BEGIN TASK DATA

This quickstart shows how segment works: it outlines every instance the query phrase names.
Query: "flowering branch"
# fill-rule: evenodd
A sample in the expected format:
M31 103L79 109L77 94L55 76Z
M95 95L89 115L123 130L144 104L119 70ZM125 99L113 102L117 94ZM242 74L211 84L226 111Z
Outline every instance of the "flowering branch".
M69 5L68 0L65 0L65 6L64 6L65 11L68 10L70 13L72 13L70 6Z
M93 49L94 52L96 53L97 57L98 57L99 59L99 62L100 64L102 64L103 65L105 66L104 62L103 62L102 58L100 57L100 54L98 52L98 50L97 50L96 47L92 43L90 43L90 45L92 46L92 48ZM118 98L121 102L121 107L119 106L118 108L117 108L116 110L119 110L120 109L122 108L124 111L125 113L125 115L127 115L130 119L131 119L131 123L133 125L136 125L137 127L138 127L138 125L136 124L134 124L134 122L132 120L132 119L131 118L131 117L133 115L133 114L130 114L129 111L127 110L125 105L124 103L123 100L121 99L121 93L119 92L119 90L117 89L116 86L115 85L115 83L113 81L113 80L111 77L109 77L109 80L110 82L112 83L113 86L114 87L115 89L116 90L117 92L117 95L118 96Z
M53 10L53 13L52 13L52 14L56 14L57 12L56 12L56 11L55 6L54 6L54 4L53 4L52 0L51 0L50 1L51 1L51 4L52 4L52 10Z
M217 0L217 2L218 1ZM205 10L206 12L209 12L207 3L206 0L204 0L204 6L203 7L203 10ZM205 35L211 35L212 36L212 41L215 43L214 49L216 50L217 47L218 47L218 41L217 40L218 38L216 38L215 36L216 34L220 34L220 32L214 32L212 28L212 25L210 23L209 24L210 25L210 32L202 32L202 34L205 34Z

END TASK DATA
BEGIN TASK DATA

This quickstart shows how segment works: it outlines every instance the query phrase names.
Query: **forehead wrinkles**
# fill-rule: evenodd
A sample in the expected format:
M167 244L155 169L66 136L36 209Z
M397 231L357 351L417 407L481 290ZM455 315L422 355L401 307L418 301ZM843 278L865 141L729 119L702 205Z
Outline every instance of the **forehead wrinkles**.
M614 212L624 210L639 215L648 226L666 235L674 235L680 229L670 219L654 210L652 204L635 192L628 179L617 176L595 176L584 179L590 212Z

END TASK DATA
BEGIN TASK DATA

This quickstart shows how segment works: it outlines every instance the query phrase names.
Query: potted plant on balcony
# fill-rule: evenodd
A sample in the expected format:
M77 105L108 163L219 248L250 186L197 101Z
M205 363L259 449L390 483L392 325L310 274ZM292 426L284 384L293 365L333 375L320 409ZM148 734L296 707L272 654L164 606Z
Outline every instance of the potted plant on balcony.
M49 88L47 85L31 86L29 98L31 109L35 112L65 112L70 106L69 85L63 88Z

END TASK DATA

WHAT NEEDS TO BE DONE
Collect every line in the rows above that contains the word "wrinkles", treating uppercase and lowercase as different.

OUTPUT BELOW
Query: **forehead wrinkles**
Outline every instance of the **forehead wrinkles**.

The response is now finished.